_List of tasks_
(A) In the match analysis below, which players make up Manchester United's backline in front of De Gea?
(B) Using the match analysis below, decide whether each statement agrees with it, and support each yes or no with the text's exact words: (i) Gary Cahill made his Premier League debut in this game. (ii) Villas-Boas called both penalties dubious. (iii) Daniel Sturridge was taken off in the second period.

_Provided passage_
AVB’s ABC’s

Chelsea 3-3 Manchester United

At the end of todays pulsating 3-3 draw between Chelsea and Manchester United, Chelsea manager André Villas-Boas was critical of referee Howard Webb after his side squandered a 3 goal lead…

The first one is an obvious penalty, nothing to say, but the second one is very, very dubious.

To go from 3-1 to 3-2 is immense and 3-3 is almost normal service for United. They have great desire and ambition. They never give up and manage to get the result, not the completely positive one they wanted, but a draw from 3-0 is important.

The way it happened is a big disappointment. We expect top referees in the top games and at the moment it is not happening for us

You have to try and hold on to a lead, but it was cut short by two penalties, said André Villas-Boas

Did Howard Webb’s decisions really determine the outcome of the game, or could (as André Villas-Boas puts it) there be more reasons for Chelsea’s lead being cut.

The Teams, Shapes, Systems;

Sir Alex lined up Manchester United in a very fluid 4-4-2 Formation with De Gea backing up Rafael-Evans-Ferdinand-Evra across the backline, Valencia-Carrick-Giggs-Young as a “loose” midfield unit, with Rooney and Wellbeck leading the line.

Man Utd Starting XI; "loose 4-4-2"

The most prominent actions during the early stages was the interplay/movement/rotation between Rooney-Wellbeck-Young, who were causing problems for the Chelsea backline. The timing and understanding between these 3 players was very good and on numerous occasions were able to link up and carve out opportunities in the final 1/3. In the early exchanges Ashley Young drifting in from the left flank allowed Evra to get forward and join the attack, and he was one of the reason’s AVB replaced Daniel Sturridge in the second period after he gave a away a penalty with a clumsy trip on the Frenchman. With Valencia providing an outlet on the right hand side of midfield both Giggs and Carrick (who was the deeper of the two) balanced off the midfield and screened the movements of Mata and Malouda.

In possession Man. United were more like a 4-2-4 and with them dominating possession early on were able to control the game and deny Chelsea the chance to play out from the back/through the thirds and get into any type of flow – this often led to many mis placed passes and poor decisions from players, which in turn made the game very scrappy and tense.

André Villas-Boas lined up his Chelsea side in a 4-2-3-1 ‘ish’ formation. His main concern was who to replace at left back for the suspended Ashley Cole and injured John Terry. Bosingwa took the place of Cole, and Gary Cahill made his Premier League debut alongside David Luiz with Ivanovic slotting in a right back. Michael Essien and Raul Meireles played in front of the Chelsea backline as a screen, with Malouda in advance. Sturridge-Torres-Mata provided the attacking line with the Spaniard making his usual drifts in field and Sturridge providing the with on the right hand side.

Chelsea Starting XI; 4-2-3-1 'ish'

During the entire first half Chelsea struggled to get a foot hold in the game and despite trying to play out from the back were unable to get any quality possession and time on the ball. The movement of United’s front men were causing the pairing of Cahill-Luiz & Essien-Miereles problems and often the latter two were being pulled out of position allowing Rooney-Wellbeck to inter link well with Young and create good opportunities.

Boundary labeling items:
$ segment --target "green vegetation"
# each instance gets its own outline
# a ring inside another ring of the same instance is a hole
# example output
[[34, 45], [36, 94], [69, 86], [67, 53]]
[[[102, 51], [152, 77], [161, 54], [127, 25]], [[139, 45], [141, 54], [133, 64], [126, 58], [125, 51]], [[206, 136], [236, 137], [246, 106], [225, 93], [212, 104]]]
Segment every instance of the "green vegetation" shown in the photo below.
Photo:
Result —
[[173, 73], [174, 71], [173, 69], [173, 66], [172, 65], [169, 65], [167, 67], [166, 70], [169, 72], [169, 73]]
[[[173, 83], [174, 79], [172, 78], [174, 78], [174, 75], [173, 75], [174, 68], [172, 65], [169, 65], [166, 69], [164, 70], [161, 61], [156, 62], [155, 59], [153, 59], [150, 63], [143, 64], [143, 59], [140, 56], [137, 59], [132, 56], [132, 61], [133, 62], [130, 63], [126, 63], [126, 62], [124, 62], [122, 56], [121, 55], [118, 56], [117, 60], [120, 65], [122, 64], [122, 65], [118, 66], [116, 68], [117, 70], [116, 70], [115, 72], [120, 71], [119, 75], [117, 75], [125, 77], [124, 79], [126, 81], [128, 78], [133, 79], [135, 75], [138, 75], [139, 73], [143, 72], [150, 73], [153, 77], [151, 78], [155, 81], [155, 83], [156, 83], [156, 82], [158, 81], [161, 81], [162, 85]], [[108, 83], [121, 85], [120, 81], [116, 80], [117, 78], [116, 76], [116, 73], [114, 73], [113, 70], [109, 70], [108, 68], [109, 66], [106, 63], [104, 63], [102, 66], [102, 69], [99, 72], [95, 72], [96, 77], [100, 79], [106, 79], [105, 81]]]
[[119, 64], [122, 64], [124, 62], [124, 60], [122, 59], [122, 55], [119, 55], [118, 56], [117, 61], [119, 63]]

_Final answers_
(A) Rafael, Evans, Ferdinand, Evra

(B)
(i) Yes: "Gary Cahill made his Premier League debut alongside David Luiz"
(ii) No: "The first one is an obvious penalty, nothing to say, but the second one is very, very dubious."
(iii) Yes: "AVB replaced Daniel Sturridge in the second period"